[start Text segment]

But to return to the course of our biography. This visionary project, while it lasted, was not without its real results on the career and fortunes of Southey. Funds were to be raised, and therefore a poem was to be written. He composed with redoubled zeal his Joan of Arc, his first epic, and the first performance which rendered him famous in the world. It was not, however, published till after the vision of Pantisocracy had vanished into thin air. The history of its publication is well known, and how Joseph Cottle, who generously purchased the copyright, has for ever linked his name with those of Southey and Coleridge, by this and other good services rendered to the young poets, when as yet the world knew nothing of their greatness.

The next result of his project was of a more serious description. All the Pantisocrats were to be married. Whether, in Southey's case, a previous attachment was thus suddenly matured into a formal engagement, or whether he had been engaged to Miss Fricker even before this notable scheme had been set on foot, we nowhere learn. Nothing is said of the early love of the young poet – how it rose and grew and flourished. This momentous chapter of his life is summed up in the following brief sentence. It was all, we suppose, that the son knew of the matter.

"In the course of this month, (August 1794,) Mr Coleridge having returned from his excursion in Wales, came to Bristol; and my father, who was then at Bath, having gone over to meet him, introduced him to Robert Lovell, (a Pantisocrat,) through whom, it appears, they both, at this time, became known to Mr Cottle; and here also Mr Coleridge first became acquainted with his future wife, Sarah Fricker, the eldest of the three sisters, one of whom was married to Robert Lovell, the other having been engaged for some time to my father. They were the daughters of Stephen Fricker, who had carried on a large manufactory of sugar pans or moulds at Westbury, near Bristol, and who, having fallen into difficulties in consequence of the stoppage of trade by the American war, had lately died, leaving his widow and six children wholly unprovided for."

Whatever was the date or progress of the attachment, Southey was now engaged to be married. But there was one person whose opinion had not yet been consulted in all these momentous enterprises. "Hitherto," says Mr Cuthbert Southey, "all had gone on pretty smoothly; the plan of emigration, as well as my father's engagement to Mary, had been carefully concealed from his aunt Miss Tyler, who, he was perfectly aware, would most violently oppose both; and now, when at last she became acquainted with his intentions, her anger knew no bounds." In fact, she turned him instantly – though it was night, and raining hard – out of her house, and shut the door for ever upon him.

We must quote the letter in which Southey gives an account of this terrible denouement. It introduces us at once into the state of affairs, his enthusiastic project, and the associates with whom it was to be carried out. A rather different account, it will be observed, is here given of its origin, than that which we have quoted from Mr Cuthbert Southey —

"To Thomas Southey.Bath, Oct. 19, 1794.

[end Text segment]

**Job:** Copy the passage on Southey word for word, starting at "We must quote" and ending at "Oct. 19, 1794.". The listing that follows comes from a separate source.

[start Extracted data]

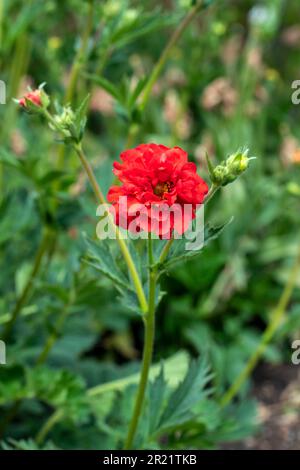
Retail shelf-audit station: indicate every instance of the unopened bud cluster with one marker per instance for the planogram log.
(230, 169)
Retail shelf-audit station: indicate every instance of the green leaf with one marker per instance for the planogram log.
(179, 253)
(106, 85)
(189, 392)
(101, 258)
(157, 394)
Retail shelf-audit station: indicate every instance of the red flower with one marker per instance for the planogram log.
(162, 190)
(33, 96)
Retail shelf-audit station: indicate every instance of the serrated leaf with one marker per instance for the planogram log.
(179, 253)
(157, 394)
(101, 258)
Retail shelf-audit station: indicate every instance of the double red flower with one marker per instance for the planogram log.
(156, 179)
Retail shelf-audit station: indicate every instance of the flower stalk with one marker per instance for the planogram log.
(149, 333)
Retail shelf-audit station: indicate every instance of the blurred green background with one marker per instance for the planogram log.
(227, 84)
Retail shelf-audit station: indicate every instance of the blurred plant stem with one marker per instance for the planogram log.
(274, 323)
(57, 330)
(149, 332)
(149, 323)
(1, 28)
(42, 249)
(17, 70)
(123, 246)
(134, 127)
(76, 68)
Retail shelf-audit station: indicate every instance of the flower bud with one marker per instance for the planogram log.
(238, 162)
(227, 171)
(34, 100)
(65, 119)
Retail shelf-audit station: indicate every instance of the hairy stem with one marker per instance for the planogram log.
(133, 128)
(75, 71)
(123, 247)
(274, 324)
(147, 352)
(28, 286)
(165, 53)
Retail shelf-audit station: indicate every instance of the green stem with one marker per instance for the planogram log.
(165, 53)
(53, 337)
(80, 56)
(26, 290)
(75, 71)
(275, 322)
(134, 128)
(123, 247)
(147, 352)
(212, 191)
(165, 251)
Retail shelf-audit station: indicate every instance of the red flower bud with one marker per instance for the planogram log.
(33, 96)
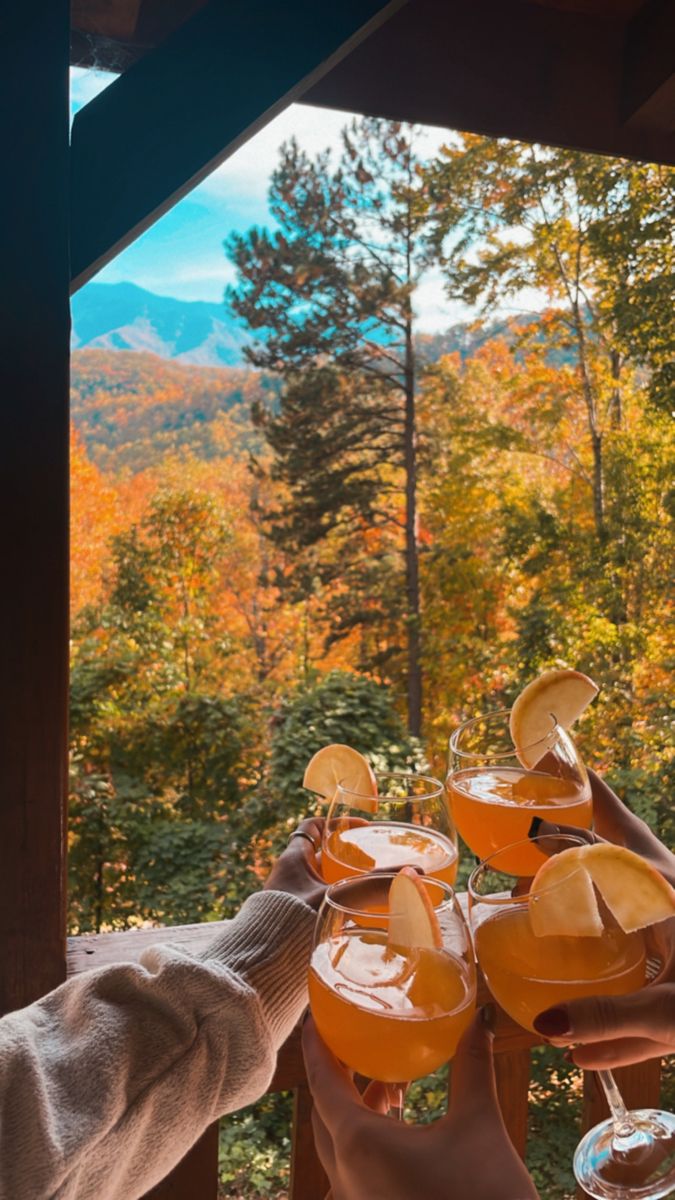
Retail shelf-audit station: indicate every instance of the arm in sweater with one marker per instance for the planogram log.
(107, 1081)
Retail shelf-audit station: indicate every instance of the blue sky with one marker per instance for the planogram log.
(181, 255)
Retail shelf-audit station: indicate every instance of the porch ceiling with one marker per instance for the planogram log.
(597, 75)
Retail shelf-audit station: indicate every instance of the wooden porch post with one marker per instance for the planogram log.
(34, 480)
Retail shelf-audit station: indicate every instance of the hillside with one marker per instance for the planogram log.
(125, 317)
(131, 409)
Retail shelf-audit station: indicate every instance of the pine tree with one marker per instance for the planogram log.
(330, 294)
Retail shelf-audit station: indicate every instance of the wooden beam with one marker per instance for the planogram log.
(647, 88)
(34, 487)
(162, 126)
(500, 67)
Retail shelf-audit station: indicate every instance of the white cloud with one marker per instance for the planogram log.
(87, 84)
(316, 129)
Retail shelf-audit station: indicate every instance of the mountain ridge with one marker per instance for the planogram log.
(126, 317)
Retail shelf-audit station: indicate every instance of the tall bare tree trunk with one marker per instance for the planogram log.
(593, 426)
(413, 612)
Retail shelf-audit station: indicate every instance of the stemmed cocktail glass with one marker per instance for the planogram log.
(407, 823)
(393, 1013)
(494, 797)
(632, 1155)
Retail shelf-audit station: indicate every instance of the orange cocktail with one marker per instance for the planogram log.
(494, 797)
(388, 1015)
(386, 845)
(527, 973)
(406, 825)
(388, 1011)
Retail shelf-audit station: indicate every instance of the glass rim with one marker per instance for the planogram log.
(449, 895)
(436, 789)
(488, 864)
(505, 713)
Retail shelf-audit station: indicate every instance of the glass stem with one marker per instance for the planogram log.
(623, 1123)
(398, 1099)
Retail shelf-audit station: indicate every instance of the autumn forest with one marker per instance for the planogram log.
(366, 535)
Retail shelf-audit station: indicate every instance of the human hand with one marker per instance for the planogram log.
(297, 869)
(613, 821)
(368, 1156)
(615, 1031)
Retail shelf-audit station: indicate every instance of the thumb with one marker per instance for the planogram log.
(473, 1090)
(643, 1014)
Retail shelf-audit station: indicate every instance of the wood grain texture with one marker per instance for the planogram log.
(34, 499)
(583, 73)
(308, 1177)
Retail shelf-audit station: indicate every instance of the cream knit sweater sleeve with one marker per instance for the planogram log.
(107, 1081)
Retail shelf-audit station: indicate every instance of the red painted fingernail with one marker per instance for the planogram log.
(553, 1024)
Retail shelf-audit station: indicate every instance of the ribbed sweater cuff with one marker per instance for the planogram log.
(269, 943)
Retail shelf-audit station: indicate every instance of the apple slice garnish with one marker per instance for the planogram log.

[end Extracted data]

**Full output:**
We must quote the letter in which Southey gives an account of this terrible denouement. It introduces us at once into the state of affairs, his enthusiastic project, and the associates with whom it was to be carried out. A rather different account, it will be observed, is here given of its origin, than that which we have quoted from Mr Cuthbert Southey —

"To Thomas Southey.Bath, Oct. 19, 1794.